*Goal 1*
Reproduce the passage on the 2013 bar foundation fellows, beginning at the words "Thirty new members" and stopping after "of the judiciary.", with "dinner" replaced by "banquet".
# START OF Quoted passage
Bar Crawl highlights bar association news around the state. Indiana Lawyer strives to include bar association news and trends in its regular stories, and we would like to include more news from specialty and county bars. If you’d like to submit an update about your bar association or a photo from an event your bar association has hosted, or if you have questions about having your bar association news included in the newspaper, please send it to Marilyn Odendahl at modendahl@ibj.com, along with contact information for any follow-up questions at least two weeks prior to the issue date.

Bar foundation inducts 30 new fellows in 2013 class

Thirty new members were inducted as fellows of the Indiana Bar Foundation during the fellows’ annual meeting and dinner May 31 in Chicago.

The 2013 class includes 14 attorneys from central Indiana, nine from northwest Indiana, four from southern Indiana and three from Fort Wayne. Two of the fellows are also members of the judiciary.

Fellows are nominated by another fellow and are then approved by the foundation. Fewer than 1,000 lawyers in Indiana have been accepted.

Chuck Dunlap, a master fellow and executive director of the Indiana Bar Foundation, praised the attorneys for having demonstrated excellent legal professionalism and service to their communities.
# END OF Quoted passage
# START OF Supplied entries
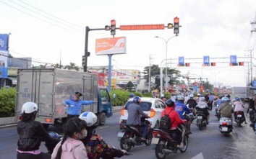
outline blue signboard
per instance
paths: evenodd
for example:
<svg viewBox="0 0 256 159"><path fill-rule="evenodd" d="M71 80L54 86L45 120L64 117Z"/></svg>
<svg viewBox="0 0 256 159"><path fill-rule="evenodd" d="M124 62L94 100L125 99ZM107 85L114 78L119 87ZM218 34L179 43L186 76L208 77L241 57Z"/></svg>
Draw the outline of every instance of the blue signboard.
<svg viewBox="0 0 256 159"><path fill-rule="evenodd" d="M236 55L230 55L230 63L236 63Z"/></svg>
<svg viewBox="0 0 256 159"><path fill-rule="evenodd" d="M204 56L203 57L203 64L209 64L210 63L210 57Z"/></svg>
<svg viewBox="0 0 256 159"><path fill-rule="evenodd" d="M256 81L252 81L252 87L256 88Z"/></svg>
<svg viewBox="0 0 256 159"><path fill-rule="evenodd" d="M184 65L184 57L179 57L179 65Z"/></svg>
<svg viewBox="0 0 256 159"><path fill-rule="evenodd" d="M0 34L0 50L8 50L8 37L9 35Z"/></svg>

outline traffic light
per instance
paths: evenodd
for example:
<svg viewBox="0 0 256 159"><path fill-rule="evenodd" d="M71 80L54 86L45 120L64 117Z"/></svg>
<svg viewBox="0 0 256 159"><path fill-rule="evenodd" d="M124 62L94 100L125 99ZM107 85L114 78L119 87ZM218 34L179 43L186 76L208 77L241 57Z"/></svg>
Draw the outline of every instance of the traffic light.
<svg viewBox="0 0 256 159"><path fill-rule="evenodd" d="M238 63L229 63L229 65L230 65L230 66L232 66L232 65L238 65Z"/></svg>
<svg viewBox="0 0 256 159"><path fill-rule="evenodd" d="M177 35L179 32L179 18L178 18L177 17L174 19L174 33Z"/></svg>
<svg viewBox="0 0 256 159"><path fill-rule="evenodd" d="M110 27L110 33L111 35L114 36L116 35L116 20L111 20L111 26Z"/></svg>
<svg viewBox="0 0 256 159"><path fill-rule="evenodd" d="M174 25L172 23L168 23L168 24L167 24L168 29L172 29L173 27L174 27Z"/></svg>
<svg viewBox="0 0 256 159"><path fill-rule="evenodd" d="M244 65L244 62L239 62L238 64L239 65Z"/></svg>

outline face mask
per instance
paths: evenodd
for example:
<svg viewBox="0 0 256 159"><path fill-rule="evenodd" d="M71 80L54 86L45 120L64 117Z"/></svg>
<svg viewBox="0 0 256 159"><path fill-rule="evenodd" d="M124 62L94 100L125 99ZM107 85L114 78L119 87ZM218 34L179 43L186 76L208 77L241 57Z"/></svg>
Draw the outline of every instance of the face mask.
<svg viewBox="0 0 256 159"><path fill-rule="evenodd" d="M87 136L87 130L85 129L82 130L80 135L79 136L79 139L84 139Z"/></svg>

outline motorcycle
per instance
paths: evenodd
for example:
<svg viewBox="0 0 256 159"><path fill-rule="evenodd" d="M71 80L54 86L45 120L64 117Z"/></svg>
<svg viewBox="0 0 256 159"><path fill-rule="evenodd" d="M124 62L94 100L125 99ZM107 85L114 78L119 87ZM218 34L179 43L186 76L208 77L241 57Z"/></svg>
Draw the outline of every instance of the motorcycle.
<svg viewBox="0 0 256 159"><path fill-rule="evenodd" d="M244 117L243 117L242 114L243 112L241 111L238 111L234 113L235 122L239 127L241 127L241 124L245 120Z"/></svg>
<svg viewBox="0 0 256 159"><path fill-rule="evenodd" d="M184 153L188 147L188 135L185 133L186 127L182 125L182 148L176 147L177 142L170 133L169 130L154 129L153 138L151 142L151 149L155 150L155 155L158 159L164 159L166 155L176 153L178 150Z"/></svg>
<svg viewBox="0 0 256 159"><path fill-rule="evenodd" d="M232 132L233 125L232 120L228 117L221 117L219 121L218 130L221 134L224 134L227 137Z"/></svg>
<svg viewBox="0 0 256 159"><path fill-rule="evenodd" d="M121 132L117 135L119 140L120 140L120 147L122 150L126 150L129 152L132 147L135 145L142 145L144 143L146 145L150 145L153 138L153 129L149 121L145 120L145 117L141 117L142 122L147 124L147 135L145 137L146 141L141 140L142 137L142 127L135 127L131 125L122 124L121 124Z"/></svg>

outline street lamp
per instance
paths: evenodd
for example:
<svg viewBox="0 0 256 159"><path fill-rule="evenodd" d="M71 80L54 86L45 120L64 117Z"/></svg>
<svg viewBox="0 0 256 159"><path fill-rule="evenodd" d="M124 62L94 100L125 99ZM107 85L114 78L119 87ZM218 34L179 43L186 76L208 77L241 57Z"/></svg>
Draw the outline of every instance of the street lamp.
<svg viewBox="0 0 256 159"><path fill-rule="evenodd" d="M167 44L168 44L168 42L169 41L170 39L172 39L175 37L177 37L177 35L175 35L175 36L173 36L173 37L171 37L170 38L168 38L167 40L165 40L164 38L163 37L158 37L158 36L155 36L155 38L160 38L160 39L162 39L164 40L164 42L166 42L166 92L167 92L167 86L168 86L168 82L167 82L167 78L168 78L168 76L167 76ZM163 61L162 61L163 62ZM160 68L161 68L161 65L160 65ZM160 71L161 71L161 73L162 73L162 71L161 69L160 69ZM161 88L161 90L162 90L162 88ZM161 94L162 94L162 91L161 92Z"/></svg>

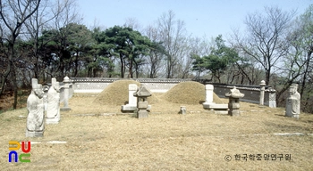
# END OF Supplied entries
*Goal 2*
State how many lines in the rows contain the string "Draw", with case counting. Give only the number.

*Finished answer 1*
Thirty new members were inducted as fellows of the Indiana Bar Foundation during the fellows’ annual meeting and banquet May 31 in Chicago.

The 2013 class includes 14 attorneys from central Indiana, nine from northwest Indiana, four from southern Indiana and three from Fort Wayne. Two of the fellows are also members of the judiciary.

*Finished answer 2*
5